Jessica ran the place, and they were
exceptionally hospitable and kind
– going out of their way to make us
feel welcome and comfortable. They
joined us for dinner most nights and
enjoyed talking to us about their
town and laid back island lifestyle. If
I could have bottled up their élan, I
would have brought it back with me.
Each day, we explored the sparsely
inhabited La Maddalena Archipelago
National Park, with its crystal clear
water, surreal rock formations and
picture perfect coves. The rocks
often took on recognizable shapes
such as animals or humans, even
Disney characters. Some, like
Octopus Rock, had been previously
identified and named accordingly.
Wild and relatively untouched, this
area is regarded by those in the
know as one of the Mediterranean’s
best kayaking playgrounds. We
visited isolated islands, swam and
52
snorkeled in the warm turquoise sea,
and picnicked at unspoiled beaches
reached only via the water. Enrique
would lie out the booty for the day’s
lunch, and we would devour the fresh
vegetables and fruit, meats and
cheeses, and crusty bread with
relish. Then we blissfully relaxed,
our hunger sated, in the idyllic
environment of sun-drenched
beaches and dazzling sea.
One of the days we went inland on
Sardinia for a look at the island’s
verdant and hilly countryside. It also
served as an opportunity to gain
insight into the vibrant culture of
the region. Historical sites dot the
landscape, depicting the various
invasions over the centuries. The
mesh of different influences can
still be seen today in the island’s
archaeology and architecture. Roman
remains exist, along with the conical
towers of the Nuraghi (which date
back to the Bronze Age), and are
considered a symbol of Sardinia.
::::::::
WHAT TO WORK ON.
A. Reproduce the Sardinia travel passage word for word, starting with "Each day, we" and going on through "and named accordingly.".
B. Arrange the entries below as a JSON list of strings, starting with the line with "Exercise. Pick out the garden tool" and going on through the line with "pixel 250 343". Use one string per line and leave out blank lines.

PROVIDED RECORDS.
::::::::
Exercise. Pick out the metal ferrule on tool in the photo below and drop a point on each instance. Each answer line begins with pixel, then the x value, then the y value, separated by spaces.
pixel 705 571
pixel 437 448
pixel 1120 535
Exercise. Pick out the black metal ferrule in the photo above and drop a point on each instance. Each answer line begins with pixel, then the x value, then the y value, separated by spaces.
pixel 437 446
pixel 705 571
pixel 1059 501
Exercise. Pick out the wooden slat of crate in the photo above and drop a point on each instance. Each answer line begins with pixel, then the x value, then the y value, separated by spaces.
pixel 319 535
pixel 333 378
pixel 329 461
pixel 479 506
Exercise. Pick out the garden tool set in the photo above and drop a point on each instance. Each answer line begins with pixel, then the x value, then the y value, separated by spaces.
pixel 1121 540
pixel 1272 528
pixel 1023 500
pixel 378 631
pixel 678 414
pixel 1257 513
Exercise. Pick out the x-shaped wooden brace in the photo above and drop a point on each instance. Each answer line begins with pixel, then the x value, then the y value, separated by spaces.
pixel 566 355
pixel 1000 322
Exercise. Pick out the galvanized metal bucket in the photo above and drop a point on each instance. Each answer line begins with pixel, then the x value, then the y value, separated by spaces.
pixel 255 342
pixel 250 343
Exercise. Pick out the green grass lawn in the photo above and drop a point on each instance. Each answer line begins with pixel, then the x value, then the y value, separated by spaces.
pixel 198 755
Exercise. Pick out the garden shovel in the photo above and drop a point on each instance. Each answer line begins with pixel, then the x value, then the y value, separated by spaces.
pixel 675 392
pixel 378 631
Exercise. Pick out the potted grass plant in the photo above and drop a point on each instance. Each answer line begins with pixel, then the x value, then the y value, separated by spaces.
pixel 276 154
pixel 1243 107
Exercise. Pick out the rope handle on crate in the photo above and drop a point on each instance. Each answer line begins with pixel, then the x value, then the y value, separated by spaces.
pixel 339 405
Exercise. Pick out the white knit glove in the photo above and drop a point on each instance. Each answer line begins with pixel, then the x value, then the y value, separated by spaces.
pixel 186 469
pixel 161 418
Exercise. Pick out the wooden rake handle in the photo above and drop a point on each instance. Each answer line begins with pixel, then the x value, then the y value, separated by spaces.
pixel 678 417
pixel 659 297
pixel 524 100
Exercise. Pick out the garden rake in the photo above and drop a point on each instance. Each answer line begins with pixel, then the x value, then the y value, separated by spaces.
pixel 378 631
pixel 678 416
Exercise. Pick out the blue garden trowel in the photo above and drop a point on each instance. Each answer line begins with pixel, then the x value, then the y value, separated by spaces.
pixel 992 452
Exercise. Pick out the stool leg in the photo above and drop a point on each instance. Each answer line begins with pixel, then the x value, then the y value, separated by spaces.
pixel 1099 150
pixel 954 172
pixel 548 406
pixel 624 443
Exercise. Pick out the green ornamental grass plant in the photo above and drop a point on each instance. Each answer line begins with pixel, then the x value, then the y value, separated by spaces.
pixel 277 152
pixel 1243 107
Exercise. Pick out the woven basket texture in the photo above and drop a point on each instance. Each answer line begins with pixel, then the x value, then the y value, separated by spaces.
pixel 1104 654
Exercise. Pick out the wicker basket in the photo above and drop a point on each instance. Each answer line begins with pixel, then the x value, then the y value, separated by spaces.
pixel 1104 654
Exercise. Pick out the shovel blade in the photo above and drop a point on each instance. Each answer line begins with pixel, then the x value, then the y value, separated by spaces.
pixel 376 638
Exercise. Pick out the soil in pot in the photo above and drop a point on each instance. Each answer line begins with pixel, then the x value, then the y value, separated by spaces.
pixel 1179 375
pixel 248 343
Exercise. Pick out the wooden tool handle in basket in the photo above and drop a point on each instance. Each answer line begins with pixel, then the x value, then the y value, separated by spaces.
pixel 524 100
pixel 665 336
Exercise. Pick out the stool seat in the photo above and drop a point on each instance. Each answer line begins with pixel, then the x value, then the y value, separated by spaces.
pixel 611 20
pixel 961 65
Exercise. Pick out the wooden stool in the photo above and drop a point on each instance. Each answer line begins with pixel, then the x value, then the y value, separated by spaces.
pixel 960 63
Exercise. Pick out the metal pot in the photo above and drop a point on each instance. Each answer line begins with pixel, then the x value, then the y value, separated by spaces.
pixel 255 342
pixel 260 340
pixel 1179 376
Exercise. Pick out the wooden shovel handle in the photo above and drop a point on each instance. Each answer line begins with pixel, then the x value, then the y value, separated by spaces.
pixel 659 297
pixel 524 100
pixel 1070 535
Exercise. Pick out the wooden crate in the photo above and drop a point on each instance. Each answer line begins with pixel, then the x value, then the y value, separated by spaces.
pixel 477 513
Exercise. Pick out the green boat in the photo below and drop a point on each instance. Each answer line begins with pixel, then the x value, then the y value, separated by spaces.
::::::::
EXPECTED RESULTS.
A.
Each day, we explored the sparsely
inhabited La Maddalena Archipelago
National Park, with its crystal clear
water, surreal rock formations and
picture perfect coves. The rocks
often took on recognizable shapes
such as animals or humans, even
Disney characters. Some, like
Octopus Rock, had been previously
identified and named accordingly.

B.
[
  "Exercise. Pick out the garden tool set in the photo above and drop a point on each instance. Each answer line begins with pixel, then the x value, then the y value, separated by spaces.",
  "pixel 1121 540",
  "pixel 1272 528",
  "pixel 1023 500",
  "pixel 378 631",
  "pixel 678 414",
  "pixel 1257 513",
  "Exercise. Pick out the x-shaped wooden brace in the photo above and drop a point on each instance. Each answer line begins with pixel, then the x value, then the y value, separated by spaces.",
  "pixel 566 355",
  "pixel 1000 322",
  "Exercise. Pick out the galvanized metal bucket in the photo above and drop a point on each instance. Each answer line begins with pixel, then the x value, then the y value, separated by spaces.",
  "pixel 255 342",
  "pixel 250 343"
]